* WRITTEN EXERCISE A
Quote each sentence in the comments on the Coleraine attack that ends with a question mark.
* WRITTEN EXERCISE B
Carry on the comments on the Coleraine attack from their last sentence.

++++ DOCUMENT EXCERPT ++++

Certainly. Now that your moment of drama has passed.
“I would like to know why the police ran off”
Did they though?
Who stopped the attack on Mr Flemming?
Who administered first aid to Mr McDaid?
I rather suspect that when the facts are made public those who seek to use this vile crime to further an anti-police agenda will look deservedly foolish.
Raven: the mistake which I can only assume that you have made is to interpret my comments as suggesting that evey Catholic in Coleraine is in danger of being wiped out tonight. My comments merely indicate that I hope that we don’t have another loyalist mob on another rampage through Catholic areas of Coleraine tonight after the march, .
Now, relax. For [i]your[/i] moment of moral indignation and hyperbole must now have passed given that I reassured you that I don’t think we’re on the brink of a genocide.
Your comment was typical of much of what has been written here over the past few days, mainly (and I don’t deign to include you in this should you wish) by people who don’t have a clue about the area.
Review some of them. The language of collectivity was vile. And much of it without clarification, all broad brush strokes. Hopefully it will serve to let people reflect before they write.
SS RUC-NI: “I was spot on in interpreting your words in the manner that I did. Your subsequent comments proved this to be the case. It was a correct interpretation, not an attributation – correct or otherwise.”
No, it isn’t — there is a difference between acknowledging reality and agreeing with it. The problem is is that you refuse to acknowledge the present reality, which interferes with changing it. Gotta know where you are now to figure how to get to where you want to end up.

++++ ROWS ++++

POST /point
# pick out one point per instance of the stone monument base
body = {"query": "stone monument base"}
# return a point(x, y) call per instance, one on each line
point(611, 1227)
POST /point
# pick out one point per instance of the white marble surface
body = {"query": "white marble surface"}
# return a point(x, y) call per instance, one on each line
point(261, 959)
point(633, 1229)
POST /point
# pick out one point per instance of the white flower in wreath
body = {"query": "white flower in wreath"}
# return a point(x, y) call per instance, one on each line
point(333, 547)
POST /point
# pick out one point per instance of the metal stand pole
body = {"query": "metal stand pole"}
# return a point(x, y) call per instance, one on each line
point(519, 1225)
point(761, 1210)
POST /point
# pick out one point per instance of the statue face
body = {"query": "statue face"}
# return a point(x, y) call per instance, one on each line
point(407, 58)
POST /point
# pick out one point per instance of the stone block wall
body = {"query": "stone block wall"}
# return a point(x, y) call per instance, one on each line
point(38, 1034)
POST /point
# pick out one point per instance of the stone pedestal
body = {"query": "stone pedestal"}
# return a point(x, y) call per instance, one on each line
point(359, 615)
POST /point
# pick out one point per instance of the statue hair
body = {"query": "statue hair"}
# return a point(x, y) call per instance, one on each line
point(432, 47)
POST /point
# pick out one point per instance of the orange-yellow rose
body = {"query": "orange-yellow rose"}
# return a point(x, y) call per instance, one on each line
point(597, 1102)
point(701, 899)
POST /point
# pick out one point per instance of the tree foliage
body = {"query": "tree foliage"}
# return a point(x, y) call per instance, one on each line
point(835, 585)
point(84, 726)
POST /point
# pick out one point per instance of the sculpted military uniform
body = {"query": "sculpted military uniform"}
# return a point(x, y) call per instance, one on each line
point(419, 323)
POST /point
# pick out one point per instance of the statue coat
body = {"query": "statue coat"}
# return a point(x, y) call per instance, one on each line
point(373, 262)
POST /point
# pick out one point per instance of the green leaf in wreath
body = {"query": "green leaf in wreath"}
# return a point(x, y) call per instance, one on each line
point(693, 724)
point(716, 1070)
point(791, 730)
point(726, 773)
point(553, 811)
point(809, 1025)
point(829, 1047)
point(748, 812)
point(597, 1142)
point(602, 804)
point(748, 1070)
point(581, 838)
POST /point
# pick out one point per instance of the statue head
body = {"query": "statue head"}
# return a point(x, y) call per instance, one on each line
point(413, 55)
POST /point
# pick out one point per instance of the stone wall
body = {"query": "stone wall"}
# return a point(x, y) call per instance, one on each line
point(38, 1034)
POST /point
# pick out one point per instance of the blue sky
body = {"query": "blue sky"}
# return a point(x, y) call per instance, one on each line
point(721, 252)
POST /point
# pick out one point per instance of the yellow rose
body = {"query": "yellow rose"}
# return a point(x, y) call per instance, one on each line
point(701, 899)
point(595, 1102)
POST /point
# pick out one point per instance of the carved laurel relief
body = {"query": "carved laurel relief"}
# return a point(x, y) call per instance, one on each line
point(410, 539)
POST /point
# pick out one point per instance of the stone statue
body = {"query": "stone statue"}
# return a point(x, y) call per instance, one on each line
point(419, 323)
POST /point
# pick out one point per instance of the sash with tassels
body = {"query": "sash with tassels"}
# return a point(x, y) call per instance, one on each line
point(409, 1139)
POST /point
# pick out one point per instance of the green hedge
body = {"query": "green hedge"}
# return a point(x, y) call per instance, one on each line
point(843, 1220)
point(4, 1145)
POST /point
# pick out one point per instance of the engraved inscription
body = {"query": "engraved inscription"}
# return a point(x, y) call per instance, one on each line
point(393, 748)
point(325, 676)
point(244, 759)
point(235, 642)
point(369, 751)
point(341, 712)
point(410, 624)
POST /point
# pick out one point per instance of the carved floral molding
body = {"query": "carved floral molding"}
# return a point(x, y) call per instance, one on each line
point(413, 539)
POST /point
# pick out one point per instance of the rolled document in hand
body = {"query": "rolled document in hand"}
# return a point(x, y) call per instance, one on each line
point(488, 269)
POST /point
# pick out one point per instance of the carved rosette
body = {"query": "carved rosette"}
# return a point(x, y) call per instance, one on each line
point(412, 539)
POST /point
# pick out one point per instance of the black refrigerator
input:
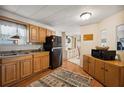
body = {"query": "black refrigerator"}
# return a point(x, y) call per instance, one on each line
point(53, 44)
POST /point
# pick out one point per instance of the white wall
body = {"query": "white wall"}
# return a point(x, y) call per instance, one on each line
point(109, 24)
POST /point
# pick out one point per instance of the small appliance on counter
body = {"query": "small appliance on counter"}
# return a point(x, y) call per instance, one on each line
point(104, 54)
point(54, 45)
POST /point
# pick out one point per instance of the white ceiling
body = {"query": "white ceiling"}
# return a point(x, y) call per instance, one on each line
point(63, 17)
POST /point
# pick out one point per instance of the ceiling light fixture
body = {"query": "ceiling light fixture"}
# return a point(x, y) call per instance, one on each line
point(85, 15)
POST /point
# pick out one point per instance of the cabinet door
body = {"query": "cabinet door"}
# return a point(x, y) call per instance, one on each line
point(10, 72)
point(85, 63)
point(111, 75)
point(49, 33)
point(42, 34)
point(45, 62)
point(34, 35)
point(37, 64)
point(26, 67)
point(91, 66)
point(99, 70)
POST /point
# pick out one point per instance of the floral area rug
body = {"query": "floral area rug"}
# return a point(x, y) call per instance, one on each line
point(62, 78)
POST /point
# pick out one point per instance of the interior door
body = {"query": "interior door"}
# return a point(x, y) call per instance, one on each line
point(111, 75)
point(91, 66)
point(56, 57)
point(99, 70)
point(85, 63)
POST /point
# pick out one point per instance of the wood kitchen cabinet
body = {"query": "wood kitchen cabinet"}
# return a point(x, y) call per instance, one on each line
point(41, 61)
point(85, 63)
point(26, 67)
point(53, 33)
point(33, 34)
point(10, 72)
point(111, 75)
point(109, 72)
point(45, 61)
point(37, 64)
point(42, 34)
point(99, 70)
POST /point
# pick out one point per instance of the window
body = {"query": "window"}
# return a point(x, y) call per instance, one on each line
point(9, 29)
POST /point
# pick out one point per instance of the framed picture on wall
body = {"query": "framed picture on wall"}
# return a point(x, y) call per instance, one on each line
point(120, 37)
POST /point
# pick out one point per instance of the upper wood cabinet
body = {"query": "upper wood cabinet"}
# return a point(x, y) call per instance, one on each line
point(33, 34)
point(42, 34)
point(38, 34)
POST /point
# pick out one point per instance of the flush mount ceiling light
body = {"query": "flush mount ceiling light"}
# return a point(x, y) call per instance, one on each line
point(85, 15)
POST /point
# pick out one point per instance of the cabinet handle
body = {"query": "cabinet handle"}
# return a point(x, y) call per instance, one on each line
point(102, 68)
point(106, 70)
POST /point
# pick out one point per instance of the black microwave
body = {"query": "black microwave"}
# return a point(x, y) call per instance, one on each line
point(104, 54)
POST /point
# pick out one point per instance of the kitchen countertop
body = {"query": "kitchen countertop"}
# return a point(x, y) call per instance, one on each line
point(21, 54)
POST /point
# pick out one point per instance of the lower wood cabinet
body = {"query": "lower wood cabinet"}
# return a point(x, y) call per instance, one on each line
point(10, 72)
point(37, 64)
point(15, 69)
point(109, 73)
point(41, 61)
point(26, 67)
point(45, 62)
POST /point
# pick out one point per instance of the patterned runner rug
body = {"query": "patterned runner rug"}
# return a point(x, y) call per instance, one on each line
point(62, 78)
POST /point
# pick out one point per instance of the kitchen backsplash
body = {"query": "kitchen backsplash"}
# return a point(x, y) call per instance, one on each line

++++

* EXERCISE ANSWER A
- Did they though?
- Who stopped the attack on Mr Flemming?
- Who administered first aid to Mr McDaid?

* EXERCISE ANSWER B
That said, both sides are bending over — forwards or backwards being a matter of opinion — for the UDA. I personally think it is a rum deal for both the cops and the populace and have argued that the best thing to solve it would be for the pols grow spines and give the police their testicles back and let them do their jobs. But I suspect that isn’t going to happen any time soon, based on that which has gone before and that which is happening now.
SS RUC-NI: “However, there isn’t a shadow of a doubt that the Sinn Féin would have kicked up an almighty fuss if the cops had killed the youth – their support base would have demanded that be the case. Therefore, we would also undoubtedly have waded “into a political minefield that, given past precedent leaves the police holding the bag either way” had the youth been killed, or even if the cops returned fire and ended up shooting an innocent person or their property. ”
Not really — sure, the usual talking heads will go on, a few rallies will be held, but in a few weeks, a new flavor of the month will come out, assuming the kid doesn’t turn out to be a dissident himself. Republican or Loyalist intramural violence doesn’t rock the boat nearly as much as inter-sectarian urban jungle-ball. Sad to say, half the population tunes it out from the get-go. And, sure, a few Republican pols will make some noise, but that pales in comparison to have the who alphabet-soup constellation of parties jumping down your back.
The difference between a ball-peen and a sledgehammer
SSRUC/PSNI –
[i]It would seem that when a policeman’s life is considered to be in danger that lethal force can be used [/i]
These were your words. I am sorry if I misquoted them or misinterpreted the underlying meaning. And you are correct, they are not sarcastic.
No matter, I was simply saying that this statement is factually correct. Nothing more. Nothing less.
Whether you the fact of the statement are the correct course of action is an entirely different matter.
Last post should read,
“Whether you think that the facts of the statement are the correct course of action is an entirely different matter.”
What a lot of the comments on this thread prove is that there is an army of armchair generals out there, sat in front of their keyboard with their slippers on and a cup of whatever they drink at their elbow. The only decision they have had to make in the previous ten minutes was the amount of sugar to put in their drink and whether or not they are going to dunk their digestive biscuits or nibble them dry. Tough decisions!!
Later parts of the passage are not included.